[Records from a dataset]
☆ ☆ ☆ ☆ ☆
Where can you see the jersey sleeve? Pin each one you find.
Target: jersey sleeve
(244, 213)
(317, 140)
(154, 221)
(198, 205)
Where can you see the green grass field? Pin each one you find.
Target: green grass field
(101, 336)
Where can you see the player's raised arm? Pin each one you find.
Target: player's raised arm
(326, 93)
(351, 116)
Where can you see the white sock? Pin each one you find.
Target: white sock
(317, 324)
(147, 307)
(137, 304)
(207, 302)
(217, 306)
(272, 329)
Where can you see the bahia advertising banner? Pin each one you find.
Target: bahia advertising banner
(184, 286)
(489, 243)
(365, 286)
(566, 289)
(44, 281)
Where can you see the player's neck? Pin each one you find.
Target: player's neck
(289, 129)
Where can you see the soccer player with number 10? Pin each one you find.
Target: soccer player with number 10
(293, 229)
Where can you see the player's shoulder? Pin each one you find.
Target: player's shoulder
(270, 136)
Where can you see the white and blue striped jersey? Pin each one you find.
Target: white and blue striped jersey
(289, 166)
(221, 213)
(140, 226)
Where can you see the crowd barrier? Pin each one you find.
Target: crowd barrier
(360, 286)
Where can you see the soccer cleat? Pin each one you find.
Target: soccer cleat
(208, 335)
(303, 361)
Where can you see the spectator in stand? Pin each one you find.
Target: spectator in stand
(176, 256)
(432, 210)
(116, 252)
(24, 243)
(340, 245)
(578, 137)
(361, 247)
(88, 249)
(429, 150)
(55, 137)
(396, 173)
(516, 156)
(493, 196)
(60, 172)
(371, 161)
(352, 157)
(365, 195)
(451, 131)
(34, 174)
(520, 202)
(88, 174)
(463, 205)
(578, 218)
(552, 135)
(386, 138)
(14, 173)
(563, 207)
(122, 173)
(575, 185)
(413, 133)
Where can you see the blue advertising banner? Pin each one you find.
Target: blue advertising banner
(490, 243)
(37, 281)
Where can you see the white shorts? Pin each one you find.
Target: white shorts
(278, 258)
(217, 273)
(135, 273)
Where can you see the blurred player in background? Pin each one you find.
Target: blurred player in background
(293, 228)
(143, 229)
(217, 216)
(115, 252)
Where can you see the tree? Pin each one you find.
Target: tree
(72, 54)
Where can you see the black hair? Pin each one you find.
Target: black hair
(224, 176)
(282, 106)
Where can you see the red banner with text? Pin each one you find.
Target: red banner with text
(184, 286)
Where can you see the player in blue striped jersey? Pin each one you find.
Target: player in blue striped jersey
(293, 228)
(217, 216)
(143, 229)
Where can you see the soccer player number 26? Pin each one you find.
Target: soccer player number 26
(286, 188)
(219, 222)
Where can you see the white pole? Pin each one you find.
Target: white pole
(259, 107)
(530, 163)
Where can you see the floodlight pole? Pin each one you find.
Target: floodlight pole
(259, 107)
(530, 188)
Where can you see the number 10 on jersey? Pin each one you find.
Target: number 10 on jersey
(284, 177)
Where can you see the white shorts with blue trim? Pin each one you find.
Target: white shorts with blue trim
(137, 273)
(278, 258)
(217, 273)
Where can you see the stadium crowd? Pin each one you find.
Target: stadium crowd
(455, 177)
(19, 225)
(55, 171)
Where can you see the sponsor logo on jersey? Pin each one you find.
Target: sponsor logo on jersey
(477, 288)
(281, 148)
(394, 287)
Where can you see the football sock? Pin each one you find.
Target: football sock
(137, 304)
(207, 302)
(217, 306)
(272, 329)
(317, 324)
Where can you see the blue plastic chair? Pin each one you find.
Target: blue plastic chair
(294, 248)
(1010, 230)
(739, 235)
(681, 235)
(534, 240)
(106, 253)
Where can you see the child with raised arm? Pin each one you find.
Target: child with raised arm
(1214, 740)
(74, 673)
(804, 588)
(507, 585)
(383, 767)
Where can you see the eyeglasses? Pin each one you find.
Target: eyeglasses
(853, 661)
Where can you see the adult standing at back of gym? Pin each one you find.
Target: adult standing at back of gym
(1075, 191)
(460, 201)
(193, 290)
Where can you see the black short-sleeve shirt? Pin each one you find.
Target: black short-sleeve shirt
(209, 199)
☆ ☆ ☆ ☆ ☆
▶ [Directions] Taking the entries above, print exactly the lines starting at the line with "Where can you see the blurred" and ending at the line with "Where can you see the black hair?", both included.

▶ [Answer box]
Where can you see the blurred player in background? Pin each one you find.
Target: blurred player in background
(293, 228)
(143, 229)
(217, 216)
(115, 252)
Where can you see the tree? Pin each one you find.
Target: tree
(72, 54)
Where can you see the black hair? Pin each one you find.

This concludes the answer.